● YOUR GOAL:
Return all of the data exactly as given.

===== EXTRACTED ENTRIES =====

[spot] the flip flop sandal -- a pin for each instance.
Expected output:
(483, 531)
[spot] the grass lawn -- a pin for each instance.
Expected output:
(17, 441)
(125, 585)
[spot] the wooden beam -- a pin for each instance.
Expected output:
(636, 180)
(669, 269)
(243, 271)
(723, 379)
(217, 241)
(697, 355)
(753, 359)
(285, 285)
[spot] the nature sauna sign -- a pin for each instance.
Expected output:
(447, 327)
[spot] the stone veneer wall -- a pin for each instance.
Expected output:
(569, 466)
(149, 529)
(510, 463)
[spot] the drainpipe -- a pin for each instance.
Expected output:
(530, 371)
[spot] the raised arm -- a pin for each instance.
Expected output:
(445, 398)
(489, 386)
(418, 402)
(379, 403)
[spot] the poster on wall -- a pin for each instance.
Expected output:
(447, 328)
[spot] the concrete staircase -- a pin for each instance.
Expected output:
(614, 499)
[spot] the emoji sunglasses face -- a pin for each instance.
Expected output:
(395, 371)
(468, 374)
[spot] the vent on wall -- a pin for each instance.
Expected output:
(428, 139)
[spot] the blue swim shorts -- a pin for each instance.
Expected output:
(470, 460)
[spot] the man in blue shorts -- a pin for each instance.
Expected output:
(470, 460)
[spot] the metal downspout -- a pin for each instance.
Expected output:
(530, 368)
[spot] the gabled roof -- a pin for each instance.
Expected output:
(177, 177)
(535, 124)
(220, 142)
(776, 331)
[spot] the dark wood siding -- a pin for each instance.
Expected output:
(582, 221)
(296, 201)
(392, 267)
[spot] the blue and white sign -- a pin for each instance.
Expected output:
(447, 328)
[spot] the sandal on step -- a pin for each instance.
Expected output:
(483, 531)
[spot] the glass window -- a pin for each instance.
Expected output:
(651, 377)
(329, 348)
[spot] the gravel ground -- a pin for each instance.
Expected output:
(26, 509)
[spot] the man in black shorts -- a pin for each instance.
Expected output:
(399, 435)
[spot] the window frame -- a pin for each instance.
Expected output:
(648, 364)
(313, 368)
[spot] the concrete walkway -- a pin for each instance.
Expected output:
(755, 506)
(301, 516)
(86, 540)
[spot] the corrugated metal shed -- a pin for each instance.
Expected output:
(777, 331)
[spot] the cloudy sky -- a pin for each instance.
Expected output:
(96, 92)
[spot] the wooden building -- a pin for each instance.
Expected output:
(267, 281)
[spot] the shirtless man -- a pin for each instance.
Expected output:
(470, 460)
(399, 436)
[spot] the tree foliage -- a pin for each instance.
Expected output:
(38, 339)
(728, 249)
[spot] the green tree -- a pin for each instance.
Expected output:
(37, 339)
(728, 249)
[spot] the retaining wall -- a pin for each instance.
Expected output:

=====

● FINISHED EXERCISE:
[spot] the flip flop sandal -- a pin for each instance.
Expected output:
(483, 531)
[spot] the grass lawn -- a pin for each instance.
Expected output:
(17, 441)
(125, 585)
[spot] the wooden beam -- a pin for each instance.
Expected output:
(636, 180)
(669, 269)
(243, 271)
(723, 379)
(217, 241)
(697, 355)
(753, 359)
(285, 285)
[spot] the nature sauna sign -- a pin for each instance.
Expected output:
(447, 327)
[spot] the stone veneer wall -- a pin for each instance.
Expected output:
(569, 466)
(149, 529)
(510, 463)
[spot] the drainpipe -- a pin for each instance.
Expected output:
(530, 371)
[spot] the raised arm -- a pin for each instance.
Expected output:
(445, 398)
(489, 386)
(418, 402)
(379, 403)
[spot] the poster on wall -- a pin for each instance.
Expected output:
(447, 328)
[spot] the concrete staircase -- a pin for each instance.
Expected output:
(614, 499)
[spot] the emoji sunglasses face -- a pin for each instance.
Expected output:
(395, 371)
(468, 374)
[spot] the vent on wall -- a pin for each instance.
Expected output:
(428, 139)
[spot] the blue swim shorts -- a pin for each instance.
Expected output:
(470, 460)
[spot] the man in blue shorts -- a pin for each instance.
Expected output:
(470, 460)
[spot] the metal downspout -- a pin for each instance.
Expected output:
(530, 368)
[spot] the gabled roof -- a pin for each instance.
Expected output:
(177, 177)
(535, 124)
(220, 142)
(776, 331)
[spot] the dark wood siding -- a pin for each instance.
Expected output:
(582, 221)
(296, 201)
(392, 267)
[spot] the blue and white sign -- a pin for each instance.
Expected output:
(447, 328)
[spot] the sandal on step -- a pin for each instance.
Expected output:
(483, 531)
[spot] the glass window -- a pin for each instance.
Expected output:
(651, 377)
(329, 348)
[spot] the gravel ground -- a pin for each instance.
Expected output:
(26, 509)
[spot] the man in black shorts -- a pin for each instance.
Expected output:
(399, 435)
[spot] the window frame -- a pin for each instance.
Expected output:
(648, 364)
(313, 368)
[spot] the concrete walkway -- a pin for each instance.
Expected output:
(755, 506)
(301, 516)
(86, 540)
[spot] the corrugated metal shed -- a pin for each instance.
Expected output:
(777, 331)
[spot] the cloudy sky -- a pin for each instance.
Expected output:
(96, 92)
[spot] the wooden building -- a pin for each instance.
Expected output:
(267, 281)
[spot] the shirtless man -- a pin for each instance.
Expected output:
(470, 460)
(399, 436)
[spot] the tree foliage -- a pin for each instance.
Expected output:
(38, 339)
(728, 249)
[spot] the green tree -- a pin for each instance.
Expected output:
(37, 339)
(728, 249)
[spot] the retaining wall -- a pin for each instance.
Expected output:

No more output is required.